Find the line that contains "man's nose, farthest" in the entries below. Output it and each later line exactly, and nothing else.

[Start of ENTRIES SUPPLIED]

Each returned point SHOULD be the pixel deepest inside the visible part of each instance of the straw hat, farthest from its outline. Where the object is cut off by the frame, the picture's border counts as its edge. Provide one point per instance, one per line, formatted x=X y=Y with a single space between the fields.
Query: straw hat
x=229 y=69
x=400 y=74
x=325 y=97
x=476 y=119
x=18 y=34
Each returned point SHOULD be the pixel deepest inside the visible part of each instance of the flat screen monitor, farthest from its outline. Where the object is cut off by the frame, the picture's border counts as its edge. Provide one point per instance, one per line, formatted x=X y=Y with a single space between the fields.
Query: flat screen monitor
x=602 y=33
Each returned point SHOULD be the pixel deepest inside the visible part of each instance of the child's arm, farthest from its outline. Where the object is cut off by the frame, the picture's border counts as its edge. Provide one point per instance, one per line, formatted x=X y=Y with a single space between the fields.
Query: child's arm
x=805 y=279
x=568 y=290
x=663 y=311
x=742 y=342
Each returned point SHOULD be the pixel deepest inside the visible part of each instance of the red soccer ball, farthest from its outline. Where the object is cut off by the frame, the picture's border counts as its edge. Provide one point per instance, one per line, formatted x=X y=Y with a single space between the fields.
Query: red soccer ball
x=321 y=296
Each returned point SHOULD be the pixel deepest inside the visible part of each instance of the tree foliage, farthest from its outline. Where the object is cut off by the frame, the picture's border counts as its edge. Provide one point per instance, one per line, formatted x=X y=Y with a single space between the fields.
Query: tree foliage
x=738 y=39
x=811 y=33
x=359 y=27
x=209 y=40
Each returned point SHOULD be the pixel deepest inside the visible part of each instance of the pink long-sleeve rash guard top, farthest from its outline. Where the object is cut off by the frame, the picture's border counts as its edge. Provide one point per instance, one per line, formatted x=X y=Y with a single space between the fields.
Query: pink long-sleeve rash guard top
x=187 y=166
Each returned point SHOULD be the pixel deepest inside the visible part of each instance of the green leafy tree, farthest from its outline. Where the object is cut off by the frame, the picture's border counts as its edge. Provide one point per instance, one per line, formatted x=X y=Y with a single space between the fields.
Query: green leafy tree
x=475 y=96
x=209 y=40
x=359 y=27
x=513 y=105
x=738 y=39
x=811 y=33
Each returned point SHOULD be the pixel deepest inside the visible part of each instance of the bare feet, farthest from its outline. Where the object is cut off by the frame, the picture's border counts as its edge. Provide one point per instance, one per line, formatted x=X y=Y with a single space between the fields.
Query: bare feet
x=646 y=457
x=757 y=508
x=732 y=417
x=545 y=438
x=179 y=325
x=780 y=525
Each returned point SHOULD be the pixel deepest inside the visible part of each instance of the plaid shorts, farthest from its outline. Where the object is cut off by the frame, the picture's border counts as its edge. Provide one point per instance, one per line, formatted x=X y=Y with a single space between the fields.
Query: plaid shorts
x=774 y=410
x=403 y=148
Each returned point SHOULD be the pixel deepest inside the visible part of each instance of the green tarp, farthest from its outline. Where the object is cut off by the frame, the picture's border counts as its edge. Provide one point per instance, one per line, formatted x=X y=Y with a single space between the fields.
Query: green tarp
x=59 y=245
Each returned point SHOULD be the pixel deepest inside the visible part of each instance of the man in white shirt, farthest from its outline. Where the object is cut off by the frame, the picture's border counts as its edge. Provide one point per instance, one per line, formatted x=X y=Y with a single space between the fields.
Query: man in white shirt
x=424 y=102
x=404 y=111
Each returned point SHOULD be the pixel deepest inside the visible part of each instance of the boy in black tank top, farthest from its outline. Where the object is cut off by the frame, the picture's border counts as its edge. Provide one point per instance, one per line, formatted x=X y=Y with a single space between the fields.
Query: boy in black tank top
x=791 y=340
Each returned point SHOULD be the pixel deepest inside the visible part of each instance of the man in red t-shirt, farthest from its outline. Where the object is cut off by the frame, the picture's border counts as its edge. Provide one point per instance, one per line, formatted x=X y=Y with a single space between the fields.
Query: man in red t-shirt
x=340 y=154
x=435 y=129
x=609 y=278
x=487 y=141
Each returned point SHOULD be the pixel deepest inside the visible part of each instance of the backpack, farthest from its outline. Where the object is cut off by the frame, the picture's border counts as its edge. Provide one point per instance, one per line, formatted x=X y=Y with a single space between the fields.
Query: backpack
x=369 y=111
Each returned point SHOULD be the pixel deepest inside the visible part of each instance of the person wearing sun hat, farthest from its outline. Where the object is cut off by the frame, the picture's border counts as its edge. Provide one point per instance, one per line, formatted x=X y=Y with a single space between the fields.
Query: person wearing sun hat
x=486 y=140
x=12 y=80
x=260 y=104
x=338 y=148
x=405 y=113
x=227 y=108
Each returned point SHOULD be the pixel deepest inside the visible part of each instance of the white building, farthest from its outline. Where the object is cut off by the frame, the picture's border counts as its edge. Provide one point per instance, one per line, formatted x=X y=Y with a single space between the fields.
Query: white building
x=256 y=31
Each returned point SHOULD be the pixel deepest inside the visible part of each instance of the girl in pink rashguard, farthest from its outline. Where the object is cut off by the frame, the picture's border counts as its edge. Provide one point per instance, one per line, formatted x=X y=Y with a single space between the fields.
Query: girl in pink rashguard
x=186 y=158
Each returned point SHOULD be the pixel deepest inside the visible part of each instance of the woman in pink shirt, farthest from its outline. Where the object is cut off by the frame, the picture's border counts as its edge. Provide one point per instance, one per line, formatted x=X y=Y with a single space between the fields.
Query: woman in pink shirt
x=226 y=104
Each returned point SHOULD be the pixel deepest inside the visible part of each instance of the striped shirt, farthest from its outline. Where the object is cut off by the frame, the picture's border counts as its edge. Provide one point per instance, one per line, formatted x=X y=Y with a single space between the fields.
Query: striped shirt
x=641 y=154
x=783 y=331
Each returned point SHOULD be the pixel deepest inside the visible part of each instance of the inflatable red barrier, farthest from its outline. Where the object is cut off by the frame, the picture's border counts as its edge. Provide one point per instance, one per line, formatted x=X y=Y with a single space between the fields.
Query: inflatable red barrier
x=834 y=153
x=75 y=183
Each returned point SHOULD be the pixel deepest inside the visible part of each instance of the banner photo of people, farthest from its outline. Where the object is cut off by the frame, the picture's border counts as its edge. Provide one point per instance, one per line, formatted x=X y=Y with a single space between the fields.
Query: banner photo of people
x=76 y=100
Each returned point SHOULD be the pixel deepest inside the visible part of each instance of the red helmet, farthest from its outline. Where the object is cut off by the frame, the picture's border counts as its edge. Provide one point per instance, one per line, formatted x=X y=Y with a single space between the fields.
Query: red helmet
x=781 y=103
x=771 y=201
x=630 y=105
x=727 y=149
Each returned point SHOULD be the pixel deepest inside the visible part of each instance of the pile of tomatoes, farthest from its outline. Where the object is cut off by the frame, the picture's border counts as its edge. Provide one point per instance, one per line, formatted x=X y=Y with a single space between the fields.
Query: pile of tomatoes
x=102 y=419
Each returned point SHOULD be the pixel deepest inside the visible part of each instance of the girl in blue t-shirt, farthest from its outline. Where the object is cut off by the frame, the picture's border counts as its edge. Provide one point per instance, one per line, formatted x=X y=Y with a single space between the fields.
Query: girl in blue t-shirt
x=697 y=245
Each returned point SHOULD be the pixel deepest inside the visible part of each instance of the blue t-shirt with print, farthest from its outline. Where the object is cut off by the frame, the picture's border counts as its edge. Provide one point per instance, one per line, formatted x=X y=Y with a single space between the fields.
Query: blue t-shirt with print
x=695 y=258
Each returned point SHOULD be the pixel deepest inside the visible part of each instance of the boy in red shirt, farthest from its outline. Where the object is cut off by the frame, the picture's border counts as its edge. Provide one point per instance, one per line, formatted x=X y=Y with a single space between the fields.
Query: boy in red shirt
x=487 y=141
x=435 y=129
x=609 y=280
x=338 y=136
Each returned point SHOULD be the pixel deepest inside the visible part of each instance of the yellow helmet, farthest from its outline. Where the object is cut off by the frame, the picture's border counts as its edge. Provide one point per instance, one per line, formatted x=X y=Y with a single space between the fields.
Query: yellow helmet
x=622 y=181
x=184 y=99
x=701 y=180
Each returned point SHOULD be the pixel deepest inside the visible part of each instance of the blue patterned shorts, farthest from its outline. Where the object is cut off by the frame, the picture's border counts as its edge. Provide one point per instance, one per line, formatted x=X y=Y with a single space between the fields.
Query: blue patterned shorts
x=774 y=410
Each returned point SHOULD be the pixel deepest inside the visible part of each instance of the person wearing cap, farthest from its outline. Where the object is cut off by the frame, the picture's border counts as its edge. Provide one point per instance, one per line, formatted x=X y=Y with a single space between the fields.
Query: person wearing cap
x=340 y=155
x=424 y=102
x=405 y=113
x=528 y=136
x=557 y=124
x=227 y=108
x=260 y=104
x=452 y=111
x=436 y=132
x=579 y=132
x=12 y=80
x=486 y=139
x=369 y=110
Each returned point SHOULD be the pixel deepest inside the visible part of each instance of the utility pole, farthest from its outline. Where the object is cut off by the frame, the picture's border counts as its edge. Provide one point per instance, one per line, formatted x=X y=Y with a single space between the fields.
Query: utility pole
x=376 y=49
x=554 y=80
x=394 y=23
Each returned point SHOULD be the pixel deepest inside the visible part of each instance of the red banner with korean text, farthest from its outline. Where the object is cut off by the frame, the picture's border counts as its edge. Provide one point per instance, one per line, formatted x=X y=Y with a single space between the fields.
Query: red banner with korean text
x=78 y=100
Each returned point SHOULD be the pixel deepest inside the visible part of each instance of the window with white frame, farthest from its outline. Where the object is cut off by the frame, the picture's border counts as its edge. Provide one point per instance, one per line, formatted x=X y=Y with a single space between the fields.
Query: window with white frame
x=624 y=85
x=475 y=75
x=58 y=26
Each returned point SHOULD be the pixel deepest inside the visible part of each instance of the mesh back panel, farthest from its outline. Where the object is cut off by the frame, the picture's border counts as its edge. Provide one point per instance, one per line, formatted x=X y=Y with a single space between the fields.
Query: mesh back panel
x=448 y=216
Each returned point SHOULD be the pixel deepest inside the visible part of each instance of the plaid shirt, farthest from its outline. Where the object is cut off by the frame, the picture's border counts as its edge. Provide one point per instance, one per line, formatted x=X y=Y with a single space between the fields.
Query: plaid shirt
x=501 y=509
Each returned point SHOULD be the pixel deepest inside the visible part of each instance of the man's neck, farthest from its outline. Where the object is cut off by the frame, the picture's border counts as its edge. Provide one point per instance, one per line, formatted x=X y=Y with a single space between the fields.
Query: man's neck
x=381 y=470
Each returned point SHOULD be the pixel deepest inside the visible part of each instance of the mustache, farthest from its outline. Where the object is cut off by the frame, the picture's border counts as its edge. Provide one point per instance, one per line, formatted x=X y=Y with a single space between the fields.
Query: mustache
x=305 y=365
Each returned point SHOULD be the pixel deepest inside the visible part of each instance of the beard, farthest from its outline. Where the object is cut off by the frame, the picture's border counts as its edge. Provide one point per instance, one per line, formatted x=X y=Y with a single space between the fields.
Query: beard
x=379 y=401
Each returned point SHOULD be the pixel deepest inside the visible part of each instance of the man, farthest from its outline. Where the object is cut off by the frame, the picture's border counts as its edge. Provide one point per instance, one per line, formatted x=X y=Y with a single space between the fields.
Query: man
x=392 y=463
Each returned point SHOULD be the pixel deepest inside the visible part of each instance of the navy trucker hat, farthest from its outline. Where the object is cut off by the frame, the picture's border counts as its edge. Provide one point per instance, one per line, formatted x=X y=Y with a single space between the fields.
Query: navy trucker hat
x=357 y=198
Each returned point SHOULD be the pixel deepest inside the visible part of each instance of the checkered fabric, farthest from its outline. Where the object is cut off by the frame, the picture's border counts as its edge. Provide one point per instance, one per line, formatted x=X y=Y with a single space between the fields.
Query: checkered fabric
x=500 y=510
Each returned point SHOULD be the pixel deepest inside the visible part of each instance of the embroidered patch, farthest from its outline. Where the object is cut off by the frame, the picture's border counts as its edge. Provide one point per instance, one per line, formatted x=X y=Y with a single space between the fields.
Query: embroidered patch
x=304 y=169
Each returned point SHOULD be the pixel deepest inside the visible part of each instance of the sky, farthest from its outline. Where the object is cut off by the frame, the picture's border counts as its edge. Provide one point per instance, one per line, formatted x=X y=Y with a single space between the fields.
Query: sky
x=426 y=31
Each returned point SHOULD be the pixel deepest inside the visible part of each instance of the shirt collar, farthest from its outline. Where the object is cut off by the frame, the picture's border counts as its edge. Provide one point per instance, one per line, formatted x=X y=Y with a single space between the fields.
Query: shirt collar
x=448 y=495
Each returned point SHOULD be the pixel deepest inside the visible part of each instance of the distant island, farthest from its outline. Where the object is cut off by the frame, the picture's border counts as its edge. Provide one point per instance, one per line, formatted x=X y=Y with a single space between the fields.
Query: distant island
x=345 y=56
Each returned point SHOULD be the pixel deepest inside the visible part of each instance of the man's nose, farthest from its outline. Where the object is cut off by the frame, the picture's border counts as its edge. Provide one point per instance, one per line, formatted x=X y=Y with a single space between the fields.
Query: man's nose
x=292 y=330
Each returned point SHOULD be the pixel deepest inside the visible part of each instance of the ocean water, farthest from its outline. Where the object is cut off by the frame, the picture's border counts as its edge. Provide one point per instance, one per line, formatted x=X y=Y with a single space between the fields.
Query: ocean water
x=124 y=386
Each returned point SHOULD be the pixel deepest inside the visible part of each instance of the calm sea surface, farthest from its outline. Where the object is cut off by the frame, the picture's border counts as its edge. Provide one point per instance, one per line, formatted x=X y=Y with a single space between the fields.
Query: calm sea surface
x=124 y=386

[End of ENTRIES SUPPLIED]

TASK RESPONSE –
Each returned point SHOULD be the pixel deepest inside the visible part of each instance of the man's nose, farthest from its outline. Where the object is cut off by the frame, the picture's border counts as its edge. Provide one point per instance, one per line, formatted x=X y=Y with a single space between the fields.
Query: man's nose
x=292 y=330
Each returned point SHOULD be the pixel deepest inside the visible part of each instance of the ocean water, farthest from its outline. Where the object is cut off by the frame, the picture's border counts as its edge. Provide one point per instance, one per line, formatted x=X y=Y with a single space between the fields.
Query: ocean water
x=124 y=386
Each returned point SHOULD be the pixel deepest inside the visible part of each instance of the calm sea surface, farthest from its outline. Where the object is cut off by the frame, the picture's border counts as its edge. Provide one point per instance, one per line, formatted x=X y=Y with a single space between the fields.
Query: calm sea surface
x=124 y=386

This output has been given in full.